# [WRITTEN PROBLEM]
Extract the whole listing as it stands. Do not include the pictures.

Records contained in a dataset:
────────
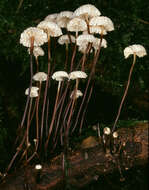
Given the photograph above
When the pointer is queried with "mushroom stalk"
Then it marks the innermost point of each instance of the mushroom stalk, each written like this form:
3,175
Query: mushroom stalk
46,90
88,82
125,92
37,119
54,114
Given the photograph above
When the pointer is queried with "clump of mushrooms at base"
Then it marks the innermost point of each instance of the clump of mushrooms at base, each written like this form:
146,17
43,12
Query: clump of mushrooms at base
49,120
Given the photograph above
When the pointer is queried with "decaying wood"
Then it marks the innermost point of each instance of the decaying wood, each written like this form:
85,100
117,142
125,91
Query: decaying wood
86,164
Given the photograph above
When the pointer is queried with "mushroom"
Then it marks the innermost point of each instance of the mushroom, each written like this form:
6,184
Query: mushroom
106,139
76,25
104,24
51,17
37,51
32,92
33,36
76,95
86,12
40,76
63,18
85,41
135,50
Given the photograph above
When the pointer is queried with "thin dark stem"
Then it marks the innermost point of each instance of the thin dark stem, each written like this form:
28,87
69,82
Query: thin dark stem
37,119
28,122
66,60
88,82
83,115
125,93
45,92
53,116
73,56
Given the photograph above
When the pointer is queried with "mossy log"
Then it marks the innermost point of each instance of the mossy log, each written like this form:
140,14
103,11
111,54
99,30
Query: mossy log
86,164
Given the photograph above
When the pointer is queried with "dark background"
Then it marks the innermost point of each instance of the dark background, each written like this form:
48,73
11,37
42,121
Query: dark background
131,23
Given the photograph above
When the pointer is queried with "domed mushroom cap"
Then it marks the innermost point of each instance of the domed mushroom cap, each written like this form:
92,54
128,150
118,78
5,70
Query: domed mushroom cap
77,94
97,30
52,28
84,39
40,76
86,10
76,25
51,17
107,131
64,39
97,42
102,21
37,51
77,74
38,166
33,91
139,50
63,18
83,48
40,37
59,75
115,134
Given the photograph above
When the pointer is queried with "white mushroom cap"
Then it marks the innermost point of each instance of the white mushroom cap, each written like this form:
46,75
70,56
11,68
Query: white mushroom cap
63,18
139,50
84,39
40,37
102,21
97,30
52,28
37,51
115,134
59,75
77,94
107,131
97,42
33,91
38,166
77,74
76,25
51,17
82,48
40,76
87,10
64,39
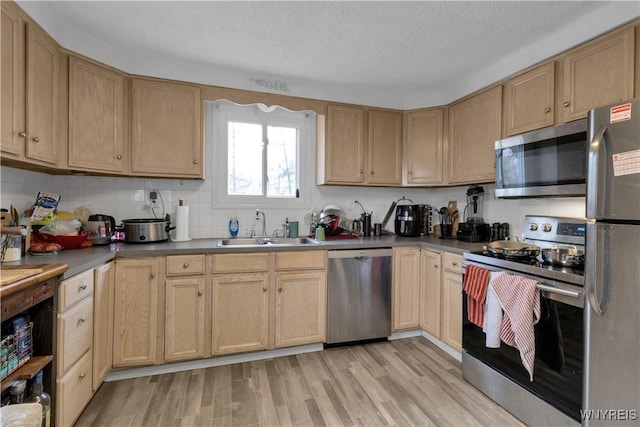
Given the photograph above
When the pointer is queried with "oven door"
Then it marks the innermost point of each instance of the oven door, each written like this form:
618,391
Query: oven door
557,375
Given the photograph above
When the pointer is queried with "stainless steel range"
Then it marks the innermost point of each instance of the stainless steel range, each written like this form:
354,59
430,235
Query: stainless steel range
554,396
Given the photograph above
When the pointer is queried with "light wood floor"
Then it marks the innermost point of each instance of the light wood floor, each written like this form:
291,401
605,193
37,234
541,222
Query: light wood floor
407,382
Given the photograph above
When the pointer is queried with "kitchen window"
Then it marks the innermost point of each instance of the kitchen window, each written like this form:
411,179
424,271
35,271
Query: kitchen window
262,154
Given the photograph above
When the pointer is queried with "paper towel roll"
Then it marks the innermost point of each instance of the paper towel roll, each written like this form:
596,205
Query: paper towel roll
182,224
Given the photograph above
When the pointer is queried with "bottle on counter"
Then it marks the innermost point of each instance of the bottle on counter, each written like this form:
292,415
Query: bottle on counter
38,395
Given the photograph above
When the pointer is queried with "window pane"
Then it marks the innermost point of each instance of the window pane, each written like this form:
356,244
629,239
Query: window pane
245,159
282,158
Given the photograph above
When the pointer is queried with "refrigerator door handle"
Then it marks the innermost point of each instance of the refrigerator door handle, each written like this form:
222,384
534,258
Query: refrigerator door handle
────────
# [TASK OUTPUT]
Given the photograph above
When the pointer is queried with "mushroom stalk"
Then it marks the innermost point of each instance of the mushroom stalk, each written like this form:
3,175
Query: mushroom stalk
46,90
88,82
125,92
37,119
54,114
Given the photograph above
When the pointer is queried with "clump of mushrooms at base"
Then it marks the innermost point of each instance of the clump of mushrooms at base, each written like this form:
146,17
43,12
Query: clump of mushrooms at base
49,120
Given the photograph above
When the pointer is queried with "decaying wood"
Then it marks the innermost point of each instance of the decaying wood, each written like this form:
85,100
117,142
125,91
Query: decaying wood
86,164
Given the photograph above
When the pointer is queried with "mushroom"
Then it marks the innermost point of each instance of the mushroom, each written like this form:
6,184
Query: mushroom
106,139
76,25
104,24
51,17
37,51
32,92
33,36
76,95
86,12
40,76
63,18
85,41
135,50
Given the photograph above
When the pointer is queried with "thin dark stem"
Then it marks the innermost point of each instance of the thin dark stem, each written like this form:
28,87
69,82
Query: thin dark stem
37,119
28,122
66,60
88,82
83,115
125,93
45,92
53,116
73,56
Given the photograph above
When the pointer is queried with "mossy log"
Then it marks the innermost point of each instance of the mossy log, each written like this form:
140,14
103,11
111,54
99,30
Query: mossy log
86,164
Given the photograph above
When the pointer is queried with "dark background"
Then it marks the innermost point of each instance of the dark background, each written like this form:
48,73
11,37
42,121
Query: dark background
131,23
Given the photograph above
When the pointer is queried with "domed mushroom cap"
Then it marks the innermost point of each instance of the domed mushroom cap, each written like this form:
92,54
128,150
118,78
5,70
Query: domed mushroom cap
77,94
97,30
52,28
84,39
40,76
86,10
76,25
51,17
107,131
64,39
97,42
102,21
37,51
77,74
38,166
33,91
139,50
63,18
83,48
40,37
59,75
115,134
Given the photograph above
When the pointer is queried with "white mushroom cap"
Then it marks the innermost point of each instance of the white mushroom cap, each written like this form:
46,75
70,56
11,68
Query: white mushroom cap
63,18
139,50
84,39
40,37
102,21
97,30
52,28
37,51
115,134
59,75
77,94
107,131
97,42
33,91
38,166
77,74
76,25
51,17
82,48
40,76
87,10
64,39
Given the photograph above
When the pointer is queried with "oven door"
Then it marks the innermost point of each instance of the oven door, each written like this form:
618,391
Query: oven door
557,375
Given the photograph above
When the pointer is queried with "stainless steel range"
Then it marks the innermost point of each instance of the stainless steel range, each written like this form:
354,59
430,235
Query: stainless steel range
554,396
Given the photograph above
When the pointer is queried with "light wood floor"
Then it marks the innermost point of each instance of the light wood floor, each written like this form:
291,401
605,193
37,234
541,222
Query: light wood floor
407,382
Given the photograph above
When the pointer is queried with "kitchen window"
Then it marks the innermost point of each instance of the kitchen window, each written like this form:
411,179
424,271
35,271
Query: kitchen window
262,154
Given the photograph above
When the pointer is queried with "paper towel roll"
Then it marks the innermost point of each instance of the paper towel roll, each written like this form:
596,205
Query: paper towel roll
182,224
Given the photograph above
When the pointer is queried with "bottle on counter"
Then it marks the innermost point of each instance of the bottle on counter, each written like this form:
292,415
Query: bottle on counter
38,395
Given the photograph above
When the pointer is queried with "window pane"
Then it marks the innermost point of each instance of the window pane, each written like this form:
356,244
629,239
Query: window pane
245,159
282,158
Given the photograph above
When the pointer is queried with "refrigerator door handle"
Then it marks the innermost point of each instance of the refrigerator door handle, each written like this form:
222,384
534,258
Query: refrigerator door handle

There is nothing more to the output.